▶ [Activity]: Scan the entries and copy each line where the word "white" is present.
START Records for this task
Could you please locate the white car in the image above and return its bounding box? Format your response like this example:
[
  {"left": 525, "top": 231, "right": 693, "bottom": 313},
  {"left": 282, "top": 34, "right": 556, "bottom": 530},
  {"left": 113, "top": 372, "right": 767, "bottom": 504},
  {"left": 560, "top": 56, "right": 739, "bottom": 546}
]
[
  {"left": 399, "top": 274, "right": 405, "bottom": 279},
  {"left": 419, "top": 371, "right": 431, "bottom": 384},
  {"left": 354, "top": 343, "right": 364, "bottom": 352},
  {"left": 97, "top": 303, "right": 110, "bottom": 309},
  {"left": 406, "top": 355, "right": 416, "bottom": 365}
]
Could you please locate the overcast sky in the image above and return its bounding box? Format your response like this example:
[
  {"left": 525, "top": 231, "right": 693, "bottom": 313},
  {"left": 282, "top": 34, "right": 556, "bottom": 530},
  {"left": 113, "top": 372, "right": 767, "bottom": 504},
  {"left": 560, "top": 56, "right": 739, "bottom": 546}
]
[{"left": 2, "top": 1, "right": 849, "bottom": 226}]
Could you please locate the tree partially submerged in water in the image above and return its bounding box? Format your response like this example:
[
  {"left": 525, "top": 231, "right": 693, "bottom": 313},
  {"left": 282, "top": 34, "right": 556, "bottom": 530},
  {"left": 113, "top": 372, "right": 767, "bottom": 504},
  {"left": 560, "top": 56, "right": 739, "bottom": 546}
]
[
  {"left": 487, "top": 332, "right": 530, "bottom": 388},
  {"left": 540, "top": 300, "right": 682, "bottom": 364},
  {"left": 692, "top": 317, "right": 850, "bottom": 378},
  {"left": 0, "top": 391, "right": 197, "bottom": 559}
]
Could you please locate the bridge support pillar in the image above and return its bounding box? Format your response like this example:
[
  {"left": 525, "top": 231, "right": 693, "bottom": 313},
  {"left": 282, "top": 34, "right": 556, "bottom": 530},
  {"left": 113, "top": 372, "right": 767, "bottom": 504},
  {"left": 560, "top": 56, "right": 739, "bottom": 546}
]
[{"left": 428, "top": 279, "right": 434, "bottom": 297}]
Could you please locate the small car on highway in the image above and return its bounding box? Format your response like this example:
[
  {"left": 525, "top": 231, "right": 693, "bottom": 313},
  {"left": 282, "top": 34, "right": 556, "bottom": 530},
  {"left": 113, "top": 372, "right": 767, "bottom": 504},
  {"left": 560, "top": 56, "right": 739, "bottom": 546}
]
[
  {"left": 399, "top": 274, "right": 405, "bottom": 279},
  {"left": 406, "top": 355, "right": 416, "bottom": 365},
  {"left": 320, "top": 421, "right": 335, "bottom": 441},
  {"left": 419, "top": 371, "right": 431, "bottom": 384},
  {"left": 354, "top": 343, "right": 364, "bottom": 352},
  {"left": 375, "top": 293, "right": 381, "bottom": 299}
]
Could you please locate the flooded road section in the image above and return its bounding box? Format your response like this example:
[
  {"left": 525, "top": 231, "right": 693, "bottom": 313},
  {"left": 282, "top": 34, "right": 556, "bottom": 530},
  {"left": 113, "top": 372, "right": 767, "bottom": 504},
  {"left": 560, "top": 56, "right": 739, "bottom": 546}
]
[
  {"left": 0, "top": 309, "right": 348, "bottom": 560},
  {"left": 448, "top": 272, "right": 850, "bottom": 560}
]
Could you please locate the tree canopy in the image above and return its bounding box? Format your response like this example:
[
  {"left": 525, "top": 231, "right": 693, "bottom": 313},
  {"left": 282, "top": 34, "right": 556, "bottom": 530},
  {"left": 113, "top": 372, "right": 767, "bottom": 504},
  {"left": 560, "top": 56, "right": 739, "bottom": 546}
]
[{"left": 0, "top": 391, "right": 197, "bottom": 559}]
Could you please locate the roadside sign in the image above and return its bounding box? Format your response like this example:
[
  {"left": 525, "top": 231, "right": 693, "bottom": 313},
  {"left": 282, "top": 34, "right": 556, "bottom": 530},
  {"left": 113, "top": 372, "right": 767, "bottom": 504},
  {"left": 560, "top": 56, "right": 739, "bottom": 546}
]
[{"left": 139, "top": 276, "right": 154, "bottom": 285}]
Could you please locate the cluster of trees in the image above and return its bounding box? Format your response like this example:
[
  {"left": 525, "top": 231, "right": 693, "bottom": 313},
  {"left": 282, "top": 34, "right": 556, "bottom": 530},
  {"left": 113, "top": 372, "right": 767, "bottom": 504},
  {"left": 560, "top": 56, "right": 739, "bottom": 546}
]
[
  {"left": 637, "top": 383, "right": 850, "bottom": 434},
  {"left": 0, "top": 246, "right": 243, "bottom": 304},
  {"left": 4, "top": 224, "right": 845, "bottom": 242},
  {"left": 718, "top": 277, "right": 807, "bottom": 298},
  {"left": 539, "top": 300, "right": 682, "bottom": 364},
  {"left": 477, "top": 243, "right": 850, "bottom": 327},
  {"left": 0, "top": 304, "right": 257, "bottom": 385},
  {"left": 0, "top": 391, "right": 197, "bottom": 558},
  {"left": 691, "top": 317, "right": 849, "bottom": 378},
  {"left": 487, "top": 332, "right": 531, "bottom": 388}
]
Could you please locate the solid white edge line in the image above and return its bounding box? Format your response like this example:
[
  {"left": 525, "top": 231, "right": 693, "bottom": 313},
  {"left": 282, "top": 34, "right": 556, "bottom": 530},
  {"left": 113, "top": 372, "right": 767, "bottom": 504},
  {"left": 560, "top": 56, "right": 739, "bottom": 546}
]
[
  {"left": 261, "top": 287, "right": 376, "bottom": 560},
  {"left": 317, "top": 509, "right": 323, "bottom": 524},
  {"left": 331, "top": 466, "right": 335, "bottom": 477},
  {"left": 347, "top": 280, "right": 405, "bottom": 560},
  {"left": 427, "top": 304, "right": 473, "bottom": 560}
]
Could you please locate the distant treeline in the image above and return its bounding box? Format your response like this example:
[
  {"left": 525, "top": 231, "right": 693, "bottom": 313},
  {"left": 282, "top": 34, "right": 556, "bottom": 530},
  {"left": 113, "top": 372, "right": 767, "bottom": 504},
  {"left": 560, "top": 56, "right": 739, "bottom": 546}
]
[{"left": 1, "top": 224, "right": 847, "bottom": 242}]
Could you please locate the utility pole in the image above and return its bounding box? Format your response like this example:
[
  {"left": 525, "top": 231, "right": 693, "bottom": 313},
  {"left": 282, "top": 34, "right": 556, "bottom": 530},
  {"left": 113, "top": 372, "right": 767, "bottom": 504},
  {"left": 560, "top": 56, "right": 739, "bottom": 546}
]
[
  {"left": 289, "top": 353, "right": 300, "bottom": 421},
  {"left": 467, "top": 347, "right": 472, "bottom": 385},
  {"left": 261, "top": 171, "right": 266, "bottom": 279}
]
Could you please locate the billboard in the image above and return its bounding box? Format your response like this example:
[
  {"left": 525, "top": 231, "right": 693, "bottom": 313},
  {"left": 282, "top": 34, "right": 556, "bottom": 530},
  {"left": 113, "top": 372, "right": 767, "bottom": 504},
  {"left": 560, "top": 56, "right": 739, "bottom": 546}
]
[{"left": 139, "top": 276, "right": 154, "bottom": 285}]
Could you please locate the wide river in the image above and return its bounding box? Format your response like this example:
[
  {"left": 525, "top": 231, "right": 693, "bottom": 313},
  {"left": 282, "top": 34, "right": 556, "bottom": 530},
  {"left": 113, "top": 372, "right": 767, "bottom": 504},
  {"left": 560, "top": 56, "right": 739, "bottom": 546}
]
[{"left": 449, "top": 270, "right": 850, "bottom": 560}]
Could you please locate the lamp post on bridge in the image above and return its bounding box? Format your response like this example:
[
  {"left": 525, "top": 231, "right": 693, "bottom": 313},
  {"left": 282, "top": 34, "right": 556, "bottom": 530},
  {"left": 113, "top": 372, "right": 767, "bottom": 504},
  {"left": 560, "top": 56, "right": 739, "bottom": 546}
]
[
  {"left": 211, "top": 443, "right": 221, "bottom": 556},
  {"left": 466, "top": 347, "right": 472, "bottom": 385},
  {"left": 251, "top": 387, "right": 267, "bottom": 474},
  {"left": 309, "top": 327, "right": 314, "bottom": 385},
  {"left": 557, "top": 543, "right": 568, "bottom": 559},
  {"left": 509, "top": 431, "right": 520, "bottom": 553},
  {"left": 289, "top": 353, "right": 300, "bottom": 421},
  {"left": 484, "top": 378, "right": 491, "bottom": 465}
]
END Records for this task
▶ [Response]:
Could you please locate the white car in the image above and return its bounding box? Format your response like this example:
Could you please locate the solid white edge line in the image above and return its bounding box? Format your response like this example:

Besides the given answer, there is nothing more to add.